DIRECTIONS:
Output each entry verbatim and exclude every picture from it.

• • • •

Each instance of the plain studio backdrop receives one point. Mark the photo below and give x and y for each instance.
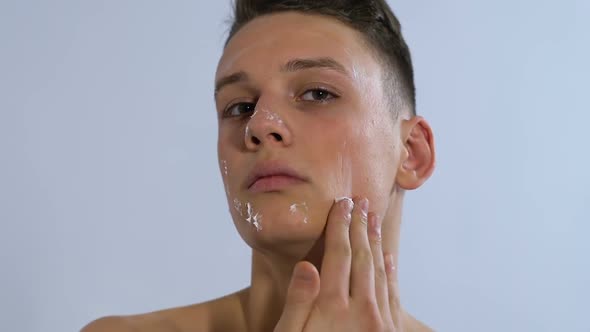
(111, 200)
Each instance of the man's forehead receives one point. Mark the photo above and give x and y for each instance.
(270, 45)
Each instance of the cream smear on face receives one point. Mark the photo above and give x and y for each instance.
(246, 211)
(300, 212)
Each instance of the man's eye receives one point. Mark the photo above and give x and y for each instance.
(317, 95)
(239, 109)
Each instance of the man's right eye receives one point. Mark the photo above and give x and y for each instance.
(239, 109)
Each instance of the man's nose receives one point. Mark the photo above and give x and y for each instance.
(266, 128)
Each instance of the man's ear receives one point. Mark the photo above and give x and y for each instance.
(417, 158)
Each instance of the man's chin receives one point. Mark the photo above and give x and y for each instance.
(291, 241)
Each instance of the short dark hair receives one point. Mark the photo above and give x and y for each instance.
(374, 19)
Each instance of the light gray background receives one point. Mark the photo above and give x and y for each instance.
(111, 201)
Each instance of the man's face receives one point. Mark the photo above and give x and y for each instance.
(305, 92)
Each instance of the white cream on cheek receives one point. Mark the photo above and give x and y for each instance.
(245, 210)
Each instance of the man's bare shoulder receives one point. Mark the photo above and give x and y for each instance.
(203, 316)
(111, 323)
(412, 324)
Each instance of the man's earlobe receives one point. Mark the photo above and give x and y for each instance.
(417, 158)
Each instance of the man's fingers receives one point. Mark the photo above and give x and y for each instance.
(301, 294)
(392, 285)
(362, 278)
(381, 289)
(335, 275)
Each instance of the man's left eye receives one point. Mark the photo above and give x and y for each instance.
(317, 95)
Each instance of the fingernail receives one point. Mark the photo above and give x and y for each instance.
(364, 204)
(389, 264)
(375, 224)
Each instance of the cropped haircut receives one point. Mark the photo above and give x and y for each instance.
(374, 19)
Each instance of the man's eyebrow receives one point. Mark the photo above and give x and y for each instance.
(291, 66)
(230, 79)
(313, 63)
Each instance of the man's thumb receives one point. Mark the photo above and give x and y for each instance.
(301, 294)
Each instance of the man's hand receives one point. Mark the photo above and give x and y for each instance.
(357, 290)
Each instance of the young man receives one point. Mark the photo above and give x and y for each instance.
(318, 140)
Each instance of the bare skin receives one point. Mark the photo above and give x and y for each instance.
(332, 124)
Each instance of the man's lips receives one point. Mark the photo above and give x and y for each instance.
(273, 183)
(272, 176)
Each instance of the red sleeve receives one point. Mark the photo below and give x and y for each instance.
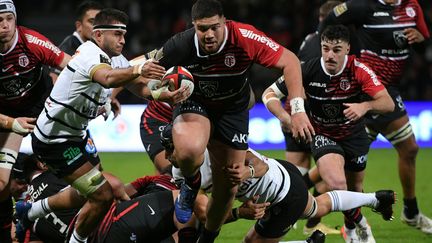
(260, 48)
(420, 22)
(46, 52)
(369, 81)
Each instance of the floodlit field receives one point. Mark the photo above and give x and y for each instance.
(381, 173)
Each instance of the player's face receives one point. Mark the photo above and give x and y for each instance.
(113, 41)
(85, 26)
(210, 32)
(7, 28)
(333, 53)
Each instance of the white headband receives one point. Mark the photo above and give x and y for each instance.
(121, 27)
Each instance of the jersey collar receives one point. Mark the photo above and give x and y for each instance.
(394, 4)
(220, 48)
(78, 37)
(332, 75)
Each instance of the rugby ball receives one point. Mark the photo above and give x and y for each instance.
(177, 77)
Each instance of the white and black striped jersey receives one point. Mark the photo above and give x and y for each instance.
(76, 98)
(272, 187)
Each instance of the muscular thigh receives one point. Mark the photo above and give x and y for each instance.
(150, 130)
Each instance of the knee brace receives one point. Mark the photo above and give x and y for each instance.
(89, 182)
(401, 134)
(7, 158)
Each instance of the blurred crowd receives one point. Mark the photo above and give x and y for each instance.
(154, 21)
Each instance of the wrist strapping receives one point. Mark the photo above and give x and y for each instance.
(252, 170)
(297, 105)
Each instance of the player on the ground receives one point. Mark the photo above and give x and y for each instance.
(219, 54)
(279, 186)
(387, 30)
(333, 85)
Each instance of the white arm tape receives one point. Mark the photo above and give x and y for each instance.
(17, 128)
(297, 105)
(157, 92)
(277, 91)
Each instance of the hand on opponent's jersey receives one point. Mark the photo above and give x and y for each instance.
(152, 70)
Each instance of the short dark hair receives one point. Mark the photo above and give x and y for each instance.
(110, 15)
(336, 32)
(206, 9)
(86, 6)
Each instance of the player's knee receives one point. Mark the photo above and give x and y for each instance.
(93, 185)
(337, 183)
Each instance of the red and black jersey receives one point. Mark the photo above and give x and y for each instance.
(380, 27)
(158, 110)
(221, 79)
(327, 93)
(21, 68)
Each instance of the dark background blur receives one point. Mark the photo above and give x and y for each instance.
(152, 22)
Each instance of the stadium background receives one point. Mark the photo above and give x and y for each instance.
(152, 22)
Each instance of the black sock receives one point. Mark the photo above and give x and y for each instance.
(352, 217)
(194, 182)
(308, 181)
(313, 221)
(207, 236)
(6, 211)
(410, 208)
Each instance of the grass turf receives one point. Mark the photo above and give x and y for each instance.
(381, 173)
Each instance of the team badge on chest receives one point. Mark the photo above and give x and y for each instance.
(23, 60)
(345, 84)
(229, 60)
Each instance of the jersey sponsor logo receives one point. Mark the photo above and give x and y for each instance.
(340, 9)
(208, 88)
(4, 69)
(400, 38)
(381, 14)
(35, 193)
(410, 12)
(259, 38)
(23, 60)
(369, 71)
(229, 60)
(239, 138)
(345, 84)
(46, 44)
(152, 212)
(90, 146)
(330, 110)
(322, 141)
(207, 67)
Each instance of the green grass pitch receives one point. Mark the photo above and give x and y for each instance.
(381, 173)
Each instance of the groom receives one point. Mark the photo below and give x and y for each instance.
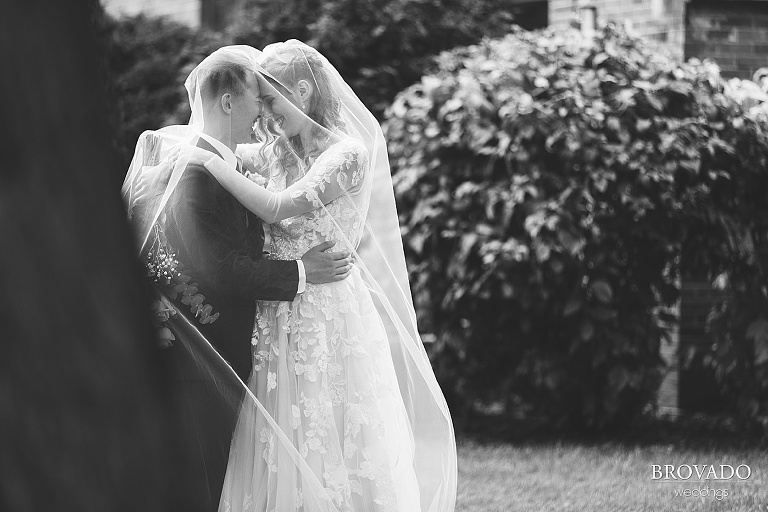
(220, 244)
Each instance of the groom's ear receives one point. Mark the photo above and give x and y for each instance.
(226, 103)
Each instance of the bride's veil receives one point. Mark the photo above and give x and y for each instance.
(377, 246)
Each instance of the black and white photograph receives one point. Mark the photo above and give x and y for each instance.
(384, 255)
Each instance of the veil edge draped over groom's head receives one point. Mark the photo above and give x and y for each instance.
(281, 70)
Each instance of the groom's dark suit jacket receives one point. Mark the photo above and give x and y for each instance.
(220, 244)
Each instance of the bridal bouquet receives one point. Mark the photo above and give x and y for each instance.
(170, 281)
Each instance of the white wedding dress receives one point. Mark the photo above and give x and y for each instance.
(324, 372)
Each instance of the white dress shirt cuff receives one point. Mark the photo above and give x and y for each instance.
(302, 277)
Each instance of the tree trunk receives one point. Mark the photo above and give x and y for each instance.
(83, 407)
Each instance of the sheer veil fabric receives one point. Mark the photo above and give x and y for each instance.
(342, 411)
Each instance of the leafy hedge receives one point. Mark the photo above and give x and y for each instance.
(379, 47)
(551, 192)
(147, 61)
(738, 325)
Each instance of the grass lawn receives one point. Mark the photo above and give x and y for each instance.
(609, 477)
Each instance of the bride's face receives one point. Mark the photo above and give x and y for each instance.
(284, 108)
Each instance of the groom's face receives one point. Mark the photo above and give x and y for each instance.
(246, 109)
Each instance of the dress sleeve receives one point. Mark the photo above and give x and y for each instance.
(339, 170)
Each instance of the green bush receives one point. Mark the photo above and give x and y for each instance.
(738, 352)
(147, 61)
(550, 193)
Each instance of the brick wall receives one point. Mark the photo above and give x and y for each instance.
(733, 33)
(661, 21)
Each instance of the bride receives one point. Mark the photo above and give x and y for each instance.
(342, 411)
(370, 439)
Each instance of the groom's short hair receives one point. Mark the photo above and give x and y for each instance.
(222, 77)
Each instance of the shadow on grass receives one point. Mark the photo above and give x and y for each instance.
(686, 431)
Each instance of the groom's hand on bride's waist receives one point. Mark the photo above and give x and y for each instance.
(326, 267)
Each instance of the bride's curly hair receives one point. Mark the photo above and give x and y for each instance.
(290, 64)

• • • •

WRITTEN SOLUTION:
Each instance of the plain studio backdrop receives one point. Mark the photo below and give x and y for each instance.
(111, 200)
Each instance of the man's forehead receives one point. Mark the photo above and give x and y for each instance.
(270, 45)
Each instance of the cream smear on face receives one point. Mark the photo above and give x and y for each instance.
(246, 211)
(300, 212)
Each instance of the man's eye receives one point. Mark the photo above and give x and y for each instance.
(317, 95)
(239, 109)
Each instance of the man's right eye receives one point. Mark the photo above and give x and y for each instance.
(239, 109)
Each instance of the man's nose receives one point. Mark the photo above and give x and y for each instance.
(266, 128)
Each instance of the man's ear receives one point. Mark the photo above and give x and y for each instance.
(417, 158)
Each instance of the man's chin receives one point. Mark the photo above and give x and y for each instance.
(291, 241)
Each instance of the short dark hair receives one point. Mark the photo above and give x and y for each instance.
(374, 19)
Each instance of the light gray background receives one point. Mark the photo above and give x and y for each instance.
(111, 201)
Each instance of the man's face receives one point. Mark the photo above and give x and y for each instance.
(305, 92)
Each instance of the white cream on cheek receives one point. Mark the photo above and give x and y for each instance.
(245, 210)
Each instance of the man's bare shoulder receives one point. Mark the photo above and give x and y for each instance.
(203, 316)
(111, 323)
(412, 324)
Each instance of the man's earlobe receives one point. Mark the photo above and give x and y for each instance.
(417, 158)
Each instance of the man's fingers receives one point. Mark the photo above and give x and y for each instance.
(301, 294)
(392, 285)
(362, 278)
(381, 289)
(335, 275)
Each instance of the man's left eye receives one point. Mark the photo above and give x and y for each instance.
(317, 95)
Each instance of the fingernail receives one point. Mark the photo above and give x and y for each instance.
(364, 204)
(389, 264)
(375, 224)
Each instance of the cropped haircut receives one point. Mark the photo above and give x and y for each instance.
(374, 19)
Each instance of the man's eyebrow receives one point. Mark the photo above and give x and y for each instance.
(291, 66)
(230, 79)
(313, 63)
Each instance of the man's thumb receives one point. Mark the photo above and give x and y for each instance.
(301, 294)
Each instance of the man's hand receives one point. Mark the photo above and give x and y for each instance.
(357, 290)
Each instance of the young man receives one point. Mark the photo above and give x and y for each instance.
(318, 140)
Each instance of the bare skin receives one point. Mark the photo above and give x and y for each instance.
(332, 124)
Each instance of the man's lips receives one point. Mark the photo above and give x and y for each instance.
(273, 183)
(272, 176)
Each instance of the red sleeve receives one point. Mark the photo below and give x and y for each instance.
(260, 48)
(420, 22)
(46, 52)
(369, 81)
Each instance of the floodlit field receives one point. Mark the photo above and give x and y for each instance.
(381, 173)
Each instance of the player's face receives one point. Mark the photo above and give x and y for each instance.
(113, 41)
(85, 26)
(210, 32)
(7, 28)
(333, 53)
Each instance of the white headband receives one point. Mark the photo above and give x and y for each instance.
(121, 27)
Each instance of the jersey collar receives one point. Mark the photo above and give x and y for each instance.
(394, 4)
(220, 48)
(78, 37)
(332, 75)
Each instance of the rugby ball receives one point. Mark the photo above and give x and y for each instance.
(177, 77)
Each instance of the white and black striped jersey receives one point. Mark the photo above and give x and y for each instance.
(76, 98)
(272, 187)
Each instance of the muscular thigh receives one point. Mark the photo above and give x and y for each instance.
(150, 130)
Each instance of the knee brace receives one point. Mark the photo above and give x and y for each instance.
(89, 182)
(401, 134)
(7, 158)
Each instance of the blurred crowd receives one point. Mark the photo above and give x and y for each instance.
(154, 21)
Each instance of the wrist strapping receives one point. Mark the photo above and give x and y for each instance.
(252, 170)
(297, 105)
Each instance of the player on the ground receives one point. Mark the photo above and give x and y for each instance.
(219, 54)
(279, 186)
(387, 30)
(333, 85)
Each instance of the white arm tape receives one point. Mark the photo above and give x and y for each instance.
(17, 128)
(297, 105)
(157, 92)
(277, 91)
Each instance of the hand on opponent's jersey receives one point. Mark the photo above and give x and y for each instance.
(152, 70)
Each instance of the short dark hair receives one point. Mark the photo above and give x and y for each instance.
(110, 15)
(336, 32)
(206, 9)
(86, 6)
Each instance of the player's knee receives one point. Mark the photo above and give x and y for each instance.
(93, 185)
(337, 183)
Each instance of the red and black jersey receives one point. Mark the photo above and give x and y for each instance.
(380, 27)
(158, 110)
(221, 79)
(327, 93)
(21, 68)
Each instance of the dark background blur receives one point. Mark the photo above and give x and y for each instance.
(152, 22)
Each instance of the stadium background receives one point. Mark the photo above and give x and y for each instance.
(152, 22)
Each instance of the black sock receives one point. Mark the photo above and give x and y for each instance.
(352, 217)
(194, 182)
(308, 181)
(313, 221)
(207, 236)
(6, 211)
(410, 208)
Each instance of the grass turf receives one point. Mark the photo above and give x and y for each instance.
(381, 173)
Each instance of the team badge on chest receives one point. Mark the photo above and give x and y for each instance.
(23, 60)
(345, 84)
(229, 60)
Each instance of the jersey sponsor logo receives one point. Mark the photo above and give x and y for each instance.
(340, 9)
(208, 88)
(4, 69)
(400, 38)
(381, 14)
(35, 193)
(410, 12)
(259, 38)
(23, 60)
(369, 71)
(229, 60)
(239, 138)
(345, 84)
(46, 44)
(152, 212)
(90, 146)
(330, 110)
(322, 141)
(207, 67)
Each instance of the green grass pitch receives one point. Mark the photo above and give x and y for each instance.
(381, 173)
Each instance of the groom receives one point. Mark the photo below and give x and y for each instance.
(220, 244)
Each instance of the groom's ear receives one point. Mark the photo above and give x and y for each instance.
(226, 103)
Each instance of the bride's veil receives one point. Mark the photo above and give x and y for each instance.
(377, 246)
Each instance of the black and white photograph receives one point. Mark the photo above and give x and y for each instance.
(384, 255)
Each instance of the veil edge draped over groom's head receives one point. Mark the photo above and give x and y for each instance.
(281, 70)
Each instance of the groom's dark suit jacket receives one point. Mark the photo above and give x and y for each instance.
(220, 244)
Each instance of the bridal bouquet receives one point. Mark the photo above and give x and y for each instance.
(170, 281)
Each instance of the white wedding dress receives one point. Mark the photo above and give x and y for each instance.
(324, 372)
Each instance of the white dress shirt cuff receives one point. Mark the photo above and give x and y for each instance.
(302, 277)
Each instance of the tree trunk receives one point. Mark the photo above and give x and y for each instance.
(83, 407)
Each instance of the sheer veil fabric receives one point. Mark the photo above and give x and y for each instance.
(342, 411)
Each instance of the leafy hedge receives one point. Mark the photo above and give x and y for each instance.
(379, 47)
(551, 192)
(147, 61)
(738, 325)
Each instance of the grass lawn receives one point. Mark the photo above and give x and y for each instance.
(609, 477)
Each instance of the bride's face receives one point. Mark the photo above and give x and y for each instance.
(284, 108)
Each instance of the groom's face receives one point. Mark the photo above and give x and y for each instance.
(246, 109)
Each instance of the dress sleeve receives one point. Mark the photo above and give x and y for each instance.
(339, 170)
Each instance of the green bush receives one point. Mark the photo above and give x and y for each instance.
(738, 352)
(147, 61)
(550, 193)
Each instance of the brick wall receives one point. Mark the photo above and give x and y for each instance.
(733, 33)
(661, 21)
Each instance of the bride receives one point. Mark the photo above and give x and y for each instance.
(342, 411)
(370, 439)
Each instance of the groom's short hair receives one point. Mark the photo above and give x and y for each instance.
(222, 77)
Each instance of the shadow on grass receives one point. Mark the photo above and give x and y for each instance.
(686, 431)
Each instance of the groom's hand on bride's waist receives one point. Mark the photo above and give x and y for each instance.
(326, 267)
Each instance of the bride's curly hair receives one point. Mark the photo above and give x and y for each instance.
(290, 64)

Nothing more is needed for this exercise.